§ **What you are asked to do**
For each line below that contains the word "water", make a copy.

§ **Source information**
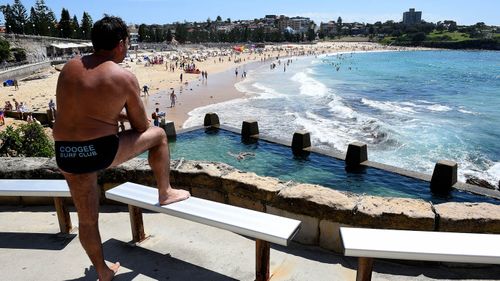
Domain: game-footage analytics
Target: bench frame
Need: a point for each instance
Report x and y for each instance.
(262, 247)
(16, 188)
(368, 244)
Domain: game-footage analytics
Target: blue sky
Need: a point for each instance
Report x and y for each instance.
(465, 12)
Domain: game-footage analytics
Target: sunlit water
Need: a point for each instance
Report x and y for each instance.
(411, 108)
(270, 159)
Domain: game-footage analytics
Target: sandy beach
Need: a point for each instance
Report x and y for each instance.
(193, 91)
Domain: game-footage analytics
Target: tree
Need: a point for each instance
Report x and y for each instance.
(9, 18)
(311, 34)
(169, 36)
(77, 33)
(19, 16)
(65, 24)
(181, 33)
(4, 50)
(86, 26)
(46, 19)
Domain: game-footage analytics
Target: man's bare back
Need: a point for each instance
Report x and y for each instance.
(93, 95)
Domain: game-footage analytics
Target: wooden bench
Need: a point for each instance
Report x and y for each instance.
(42, 188)
(265, 228)
(367, 244)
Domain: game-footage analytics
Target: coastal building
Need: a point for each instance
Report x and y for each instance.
(412, 17)
(328, 29)
(297, 24)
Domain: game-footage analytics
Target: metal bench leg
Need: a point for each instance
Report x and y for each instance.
(262, 260)
(63, 215)
(136, 223)
(365, 267)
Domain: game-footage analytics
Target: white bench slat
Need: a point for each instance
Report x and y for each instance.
(251, 223)
(421, 245)
(27, 187)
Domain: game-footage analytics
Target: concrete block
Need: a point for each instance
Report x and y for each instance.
(249, 128)
(309, 228)
(247, 203)
(301, 140)
(209, 194)
(357, 152)
(444, 177)
(169, 128)
(329, 236)
(211, 119)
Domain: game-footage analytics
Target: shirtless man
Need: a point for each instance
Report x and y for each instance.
(86, 136)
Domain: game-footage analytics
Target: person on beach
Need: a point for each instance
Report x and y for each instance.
(173, 98)
(156, 115)
(87, 139)
(145, 89)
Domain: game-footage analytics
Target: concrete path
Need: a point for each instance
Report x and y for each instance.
(181, 250)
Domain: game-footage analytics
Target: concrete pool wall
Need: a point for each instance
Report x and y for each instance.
(322, 210)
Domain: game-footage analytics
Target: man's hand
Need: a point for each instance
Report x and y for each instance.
(122, 117)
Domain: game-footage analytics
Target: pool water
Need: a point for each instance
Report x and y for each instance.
(270, 159)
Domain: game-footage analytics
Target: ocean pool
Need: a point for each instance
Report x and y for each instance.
(275, 160)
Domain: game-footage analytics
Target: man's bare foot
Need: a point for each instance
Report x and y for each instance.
(173, 195)
(110, 274)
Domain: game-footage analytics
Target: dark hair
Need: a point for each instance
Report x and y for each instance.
(107, 33)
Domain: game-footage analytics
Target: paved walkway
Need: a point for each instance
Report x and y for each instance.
(180, 250)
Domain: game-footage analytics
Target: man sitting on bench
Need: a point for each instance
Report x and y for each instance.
(91, 93)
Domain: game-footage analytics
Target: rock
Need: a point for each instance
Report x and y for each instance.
(468, 217)
(480, 182)
(316, 201)
(394, 213)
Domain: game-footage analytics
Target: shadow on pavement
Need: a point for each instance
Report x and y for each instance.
(153, 265)
(34, 241)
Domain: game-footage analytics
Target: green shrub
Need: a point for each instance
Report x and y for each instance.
(27, 140)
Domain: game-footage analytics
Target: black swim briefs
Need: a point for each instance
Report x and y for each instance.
(79, 157)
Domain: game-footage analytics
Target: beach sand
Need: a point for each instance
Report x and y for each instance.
(193, 94)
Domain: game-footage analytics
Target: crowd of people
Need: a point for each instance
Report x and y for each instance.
(24, 112)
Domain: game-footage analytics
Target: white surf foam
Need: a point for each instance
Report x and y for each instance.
(309, 86)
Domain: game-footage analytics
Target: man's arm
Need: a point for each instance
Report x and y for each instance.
(136, 113)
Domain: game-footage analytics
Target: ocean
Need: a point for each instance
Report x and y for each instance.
(412, 108)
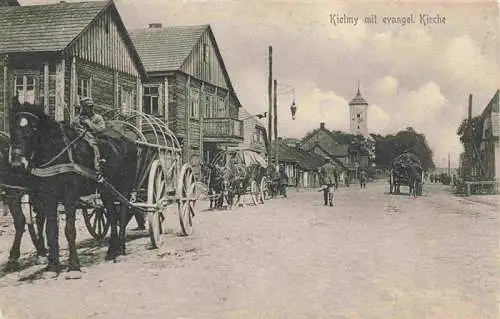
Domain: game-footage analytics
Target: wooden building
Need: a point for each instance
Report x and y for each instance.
(189, 87)
(254, 133)
(56, 54)
(489, 146)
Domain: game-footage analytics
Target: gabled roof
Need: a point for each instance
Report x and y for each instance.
(304, 159)
(55, 27)
(341, 150)
(166, 49)
(493, 105)
(45, 28)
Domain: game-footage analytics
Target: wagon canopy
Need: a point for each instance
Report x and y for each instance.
(240, 157)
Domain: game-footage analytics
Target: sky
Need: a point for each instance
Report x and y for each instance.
(417, 74)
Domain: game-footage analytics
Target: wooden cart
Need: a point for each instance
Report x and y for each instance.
(162, 180)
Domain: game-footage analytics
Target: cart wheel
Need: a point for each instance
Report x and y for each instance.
(186, 192)
(264, 189)
(96, 221)
(156, 198)
(255, 192)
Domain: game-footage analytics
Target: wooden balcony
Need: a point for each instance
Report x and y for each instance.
(222, 130)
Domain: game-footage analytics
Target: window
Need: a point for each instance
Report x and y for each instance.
(150, 100)
(127, 100)
(194, 101)
(206, 53)
(208, 106)
(84, 88)
(24, 88)
(221, 108)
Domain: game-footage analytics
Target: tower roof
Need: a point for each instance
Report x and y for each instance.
(358, 99)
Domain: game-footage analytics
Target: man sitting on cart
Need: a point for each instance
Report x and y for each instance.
(91, 123)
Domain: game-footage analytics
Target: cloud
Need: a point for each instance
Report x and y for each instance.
(314, 106)
(387, 86)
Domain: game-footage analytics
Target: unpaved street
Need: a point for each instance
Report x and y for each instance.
(373, 255)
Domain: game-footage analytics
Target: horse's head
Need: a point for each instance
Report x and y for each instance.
(25, 122)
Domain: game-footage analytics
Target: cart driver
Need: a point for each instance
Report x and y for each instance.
(93, 124)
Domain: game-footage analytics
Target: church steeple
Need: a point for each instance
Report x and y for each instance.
(358, 111)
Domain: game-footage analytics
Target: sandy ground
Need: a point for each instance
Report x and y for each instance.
(372, 255)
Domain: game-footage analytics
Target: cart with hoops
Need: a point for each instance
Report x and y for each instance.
(243, 172)
(163, 183)
(162, 180)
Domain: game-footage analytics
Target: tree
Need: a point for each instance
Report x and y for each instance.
(388, 147)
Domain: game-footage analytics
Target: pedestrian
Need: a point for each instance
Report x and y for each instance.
(90, 124)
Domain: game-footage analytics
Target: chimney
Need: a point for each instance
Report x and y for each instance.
(155, 25)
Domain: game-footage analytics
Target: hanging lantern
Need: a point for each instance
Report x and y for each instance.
(293, 109)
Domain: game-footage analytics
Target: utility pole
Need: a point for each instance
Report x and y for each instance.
(276, 121)
(270, 111)
(449, 165)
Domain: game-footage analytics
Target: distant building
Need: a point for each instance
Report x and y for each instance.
(254, 133)
(7, 3)
(56, 54)
(322, 142)
(358, 112)
(189, 87)
(302, 167)
(489, 146)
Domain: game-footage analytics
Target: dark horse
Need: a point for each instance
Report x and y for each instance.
(13, 183)
(37, 142)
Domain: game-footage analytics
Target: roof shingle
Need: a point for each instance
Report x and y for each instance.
(45, 28)
(166, 49)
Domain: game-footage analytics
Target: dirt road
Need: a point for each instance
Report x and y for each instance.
(372, 255)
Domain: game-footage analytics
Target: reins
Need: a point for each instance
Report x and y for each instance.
(65, 149)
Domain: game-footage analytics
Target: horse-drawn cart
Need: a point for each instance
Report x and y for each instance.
(237, 172)
(406, 170)
(161, 179)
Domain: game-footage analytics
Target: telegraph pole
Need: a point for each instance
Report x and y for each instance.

§ **Response**
Target: sunlit water
Target: pool water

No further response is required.